• **AUFGABEN**
1/ Beantworte zum Artikel über Michl Müller diese Fragen:
(a) Wer hat das Foto von Michl Müller gemacht?
(b) Von welcher Wurst singt der Kabarettist?
(c) In welchem Jahr schrieb er sein erstes kabarettistisches Programm?
2/ Gib den Abschnitt aus dem Artikel über Michl Müller wortgetreu wieder, der bei "Schlager über die" beginnt und bei "wenig zu lachen." endet.

• **VORLIEGENDER TEXT**
MZ-Serie
Er kann alles, außer hochdeutsch

Kabarettist Michl Müller begann in der Faschingsbütt. Heute füllt er mit Geschichten und schrägen Schlagern große Hallen.

16.11.2016 | Stand 16.09.2023, 6:43 Uhr
Er lästert über Flexitarier und Frauen im Fitnessstudio genauso wie über die Flüchtlingspolitik: der fränkische Kabarettist Michl Müller −Foto: Daniel Biskup

Schlager über die Liebe, über schlaflose Nächte und den Sonnenuntergang auf Barbados – zum Glück hat Michl Müller bessere Themen. Ingwerreiben, Vollwärmeschutz und Fleischereifachverkäuferinnen. Wenn der fränkische Kabarettist von der Gelbwurst singt, dann reißt es das Publikum von den Sitzen. Das ist bei einem Konzert von Andrea Berg oder Helene Fischer zwar nicht anders, aber bei den Schlagerköniginnen gibt es sonst wenig zu lachen.

Ein Faschingsprinz hätte Michl Müller werden können – in edle Robe gewandet und mit einer schönen Prinzessin an seiner Seite. Aber er wählte schon als Kind den Weg in die Bütt. Im Faschingsclub BTC Garitz in Bad Kissingen trat er bei den Kinderelferratssitzungen in der Sporthalle auf. Da war er gerade erst eingeschult worden. 1995 schrieb er sein erstes kabarettistisches Programm, gut zehn Jahre später machte ihn die Fastnacht in Franken in Veitshöchheim, die jedes Jahr im Bayerischen Fernsehen ausgestrahlt wird, einem Millionenpublikum bekannt.

• **DATENSATZ**
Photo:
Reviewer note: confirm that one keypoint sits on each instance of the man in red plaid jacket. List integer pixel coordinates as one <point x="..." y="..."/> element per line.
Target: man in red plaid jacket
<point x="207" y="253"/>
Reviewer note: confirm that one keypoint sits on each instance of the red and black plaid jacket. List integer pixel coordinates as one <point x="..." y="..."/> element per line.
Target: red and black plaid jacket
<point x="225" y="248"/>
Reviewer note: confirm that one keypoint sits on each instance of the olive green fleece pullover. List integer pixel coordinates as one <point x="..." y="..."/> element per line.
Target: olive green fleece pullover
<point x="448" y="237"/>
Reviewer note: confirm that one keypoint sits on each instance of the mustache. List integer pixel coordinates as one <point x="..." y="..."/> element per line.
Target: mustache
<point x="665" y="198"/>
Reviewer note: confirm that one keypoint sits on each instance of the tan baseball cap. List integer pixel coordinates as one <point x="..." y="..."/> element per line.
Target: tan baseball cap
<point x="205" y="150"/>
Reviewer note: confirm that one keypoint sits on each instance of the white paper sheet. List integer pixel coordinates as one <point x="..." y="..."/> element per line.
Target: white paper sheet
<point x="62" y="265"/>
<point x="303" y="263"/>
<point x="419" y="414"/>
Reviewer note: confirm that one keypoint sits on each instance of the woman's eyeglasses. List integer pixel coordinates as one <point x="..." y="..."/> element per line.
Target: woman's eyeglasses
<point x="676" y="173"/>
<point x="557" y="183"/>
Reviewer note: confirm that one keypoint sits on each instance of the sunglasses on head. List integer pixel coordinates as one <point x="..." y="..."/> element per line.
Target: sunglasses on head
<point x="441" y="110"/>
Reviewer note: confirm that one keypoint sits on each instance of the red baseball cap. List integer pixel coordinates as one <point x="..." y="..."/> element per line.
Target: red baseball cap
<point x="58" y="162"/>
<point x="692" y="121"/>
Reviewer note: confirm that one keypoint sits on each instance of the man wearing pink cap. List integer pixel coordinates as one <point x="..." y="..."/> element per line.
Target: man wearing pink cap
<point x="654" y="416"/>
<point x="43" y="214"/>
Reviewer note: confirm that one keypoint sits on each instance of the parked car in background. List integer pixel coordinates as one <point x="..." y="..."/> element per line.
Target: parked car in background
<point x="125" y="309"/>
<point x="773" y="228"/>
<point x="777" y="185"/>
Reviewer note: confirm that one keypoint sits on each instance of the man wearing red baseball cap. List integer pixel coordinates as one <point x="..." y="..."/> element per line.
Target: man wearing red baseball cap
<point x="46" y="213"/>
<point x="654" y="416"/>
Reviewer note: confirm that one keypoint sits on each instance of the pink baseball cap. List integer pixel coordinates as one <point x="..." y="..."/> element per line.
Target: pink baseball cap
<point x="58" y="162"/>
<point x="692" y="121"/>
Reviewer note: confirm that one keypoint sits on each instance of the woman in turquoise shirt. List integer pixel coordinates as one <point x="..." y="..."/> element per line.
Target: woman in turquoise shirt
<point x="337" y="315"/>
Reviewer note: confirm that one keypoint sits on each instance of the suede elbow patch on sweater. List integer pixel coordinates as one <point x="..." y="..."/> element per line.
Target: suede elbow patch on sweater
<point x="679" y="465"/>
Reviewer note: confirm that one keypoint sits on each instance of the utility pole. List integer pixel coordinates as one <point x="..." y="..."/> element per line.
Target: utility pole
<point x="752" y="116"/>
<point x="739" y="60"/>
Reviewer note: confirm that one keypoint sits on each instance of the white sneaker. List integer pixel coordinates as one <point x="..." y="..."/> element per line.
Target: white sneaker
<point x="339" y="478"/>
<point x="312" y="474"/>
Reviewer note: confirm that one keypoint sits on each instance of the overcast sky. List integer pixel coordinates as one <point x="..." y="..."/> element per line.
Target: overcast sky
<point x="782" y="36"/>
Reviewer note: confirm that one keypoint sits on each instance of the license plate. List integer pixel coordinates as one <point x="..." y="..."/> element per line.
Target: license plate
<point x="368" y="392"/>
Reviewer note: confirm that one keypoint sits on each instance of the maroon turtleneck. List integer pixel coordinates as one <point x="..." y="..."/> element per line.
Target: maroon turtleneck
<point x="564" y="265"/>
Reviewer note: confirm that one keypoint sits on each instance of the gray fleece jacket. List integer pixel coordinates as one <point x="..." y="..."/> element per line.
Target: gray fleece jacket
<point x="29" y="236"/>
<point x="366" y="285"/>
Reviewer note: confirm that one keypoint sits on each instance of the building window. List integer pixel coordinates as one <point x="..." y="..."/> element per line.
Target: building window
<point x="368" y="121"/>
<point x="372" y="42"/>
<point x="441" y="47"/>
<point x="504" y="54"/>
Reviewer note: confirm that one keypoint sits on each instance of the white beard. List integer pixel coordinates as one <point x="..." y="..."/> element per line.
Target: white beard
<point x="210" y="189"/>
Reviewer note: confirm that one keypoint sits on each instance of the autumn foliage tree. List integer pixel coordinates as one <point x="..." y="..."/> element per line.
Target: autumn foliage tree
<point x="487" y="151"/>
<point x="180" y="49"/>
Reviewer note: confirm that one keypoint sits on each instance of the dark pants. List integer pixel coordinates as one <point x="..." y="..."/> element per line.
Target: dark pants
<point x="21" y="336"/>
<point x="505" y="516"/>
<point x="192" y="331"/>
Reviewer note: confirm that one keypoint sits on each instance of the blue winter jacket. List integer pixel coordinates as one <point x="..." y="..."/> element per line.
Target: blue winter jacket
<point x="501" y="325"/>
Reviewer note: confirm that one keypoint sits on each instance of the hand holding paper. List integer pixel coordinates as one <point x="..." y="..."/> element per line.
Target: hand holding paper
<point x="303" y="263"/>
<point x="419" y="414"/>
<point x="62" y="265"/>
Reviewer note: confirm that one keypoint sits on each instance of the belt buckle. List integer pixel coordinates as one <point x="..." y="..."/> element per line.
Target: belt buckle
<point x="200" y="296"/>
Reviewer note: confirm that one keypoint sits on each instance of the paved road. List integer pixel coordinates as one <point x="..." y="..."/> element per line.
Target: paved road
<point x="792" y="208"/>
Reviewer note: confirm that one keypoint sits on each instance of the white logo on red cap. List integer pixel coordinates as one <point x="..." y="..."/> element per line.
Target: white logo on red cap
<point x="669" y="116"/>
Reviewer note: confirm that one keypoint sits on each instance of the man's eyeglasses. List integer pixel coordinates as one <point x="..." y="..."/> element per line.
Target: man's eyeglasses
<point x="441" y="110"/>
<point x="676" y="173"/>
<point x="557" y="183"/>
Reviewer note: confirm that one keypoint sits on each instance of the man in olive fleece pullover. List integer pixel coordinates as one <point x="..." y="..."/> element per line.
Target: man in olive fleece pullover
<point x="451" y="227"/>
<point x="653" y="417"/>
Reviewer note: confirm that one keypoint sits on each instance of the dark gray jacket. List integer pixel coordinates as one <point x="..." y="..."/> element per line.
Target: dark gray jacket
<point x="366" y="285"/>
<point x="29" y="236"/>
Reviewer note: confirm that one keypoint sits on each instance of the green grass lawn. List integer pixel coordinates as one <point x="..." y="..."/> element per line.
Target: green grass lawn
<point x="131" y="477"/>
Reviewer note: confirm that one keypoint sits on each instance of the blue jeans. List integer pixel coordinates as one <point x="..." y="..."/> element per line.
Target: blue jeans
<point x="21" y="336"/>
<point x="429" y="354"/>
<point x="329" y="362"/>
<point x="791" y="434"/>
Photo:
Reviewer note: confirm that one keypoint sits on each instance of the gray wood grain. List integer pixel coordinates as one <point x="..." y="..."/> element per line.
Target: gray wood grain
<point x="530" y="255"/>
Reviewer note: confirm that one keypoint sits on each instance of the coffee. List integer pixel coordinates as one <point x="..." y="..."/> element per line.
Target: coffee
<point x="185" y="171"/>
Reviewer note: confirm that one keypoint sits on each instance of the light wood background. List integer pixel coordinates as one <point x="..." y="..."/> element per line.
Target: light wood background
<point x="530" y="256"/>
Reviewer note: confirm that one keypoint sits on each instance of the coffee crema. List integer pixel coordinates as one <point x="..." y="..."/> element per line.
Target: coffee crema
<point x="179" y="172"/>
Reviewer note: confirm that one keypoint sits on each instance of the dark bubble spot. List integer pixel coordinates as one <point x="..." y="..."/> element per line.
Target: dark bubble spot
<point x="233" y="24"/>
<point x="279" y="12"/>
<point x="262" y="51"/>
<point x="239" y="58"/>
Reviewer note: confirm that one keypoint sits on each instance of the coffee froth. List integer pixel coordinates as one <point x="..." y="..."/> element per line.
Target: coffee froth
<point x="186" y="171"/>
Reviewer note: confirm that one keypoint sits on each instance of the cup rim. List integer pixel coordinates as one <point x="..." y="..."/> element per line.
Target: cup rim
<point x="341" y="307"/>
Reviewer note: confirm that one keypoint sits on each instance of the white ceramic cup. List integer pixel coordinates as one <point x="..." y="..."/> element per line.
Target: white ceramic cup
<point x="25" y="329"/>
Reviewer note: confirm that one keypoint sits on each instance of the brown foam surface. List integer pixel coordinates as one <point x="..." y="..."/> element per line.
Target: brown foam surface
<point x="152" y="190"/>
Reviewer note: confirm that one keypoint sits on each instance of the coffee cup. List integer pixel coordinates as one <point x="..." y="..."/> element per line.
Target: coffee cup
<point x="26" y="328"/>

• **ANTWORTEN**
1/
(a) Daniel Biskup
(b) Von der Gelbwurst
(c) 1995

2/
Schlager über die Liebe, über schlaflose Nächte und den Sonnenuntergang auf Barbados – zum Glück hat Michl Müller bessere Themen. Ingwerreiben, Vollwärmeschutz und Fleischereifachverkäuferinnen. Wenn der fränkische Kabarettist von der Gelbwurst singt, dann reißt es das Publikum von den Sitzen. Das ist bei einem Konzert von Andrea Berg oder Helene Fischer zwar nicht anders, aber bei den Schlagerköniginnen gibt es sonst wenig zu lachen.